Saved entries

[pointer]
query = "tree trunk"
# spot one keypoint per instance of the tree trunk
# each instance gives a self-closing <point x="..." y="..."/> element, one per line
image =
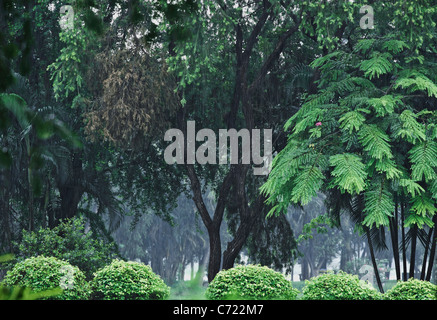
<point x="71" y="190"/>
<point x="413" y="251"/>
<point x="375" y="266"/>
<point x="425" y="256"/>
<point x="404" y="253"/>
<point x="215" y="252"/>
<point x="395" y="241"/>
<point x="432" y="251"/>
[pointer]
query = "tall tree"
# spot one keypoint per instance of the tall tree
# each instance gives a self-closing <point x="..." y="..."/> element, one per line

● Task to complete: Extract the full listing exactly, with the pictures left out.

● Result of the task:
[pointer]
query = "tree trunk"
# spot one keypoint per instance of the tree trunk
# each instance gives a self-closing <point x="..." y="..."/> element, one per line
image =
<point x="71" y="190"/>
<point x="413" y="251"/>
<point x="375" y="266"/>
<point x="425" y="256"/>
<point x="404" y="253"/>
<point x="215" y="252"/>
<point x="395" y="241"/>
<point x="432" y="251"/>
[pointer]
query = "tall tree"
# spot one keypoint per instance of the tall tree
# each instance gives a self-closing <point x="..." y="..."/> element, one per line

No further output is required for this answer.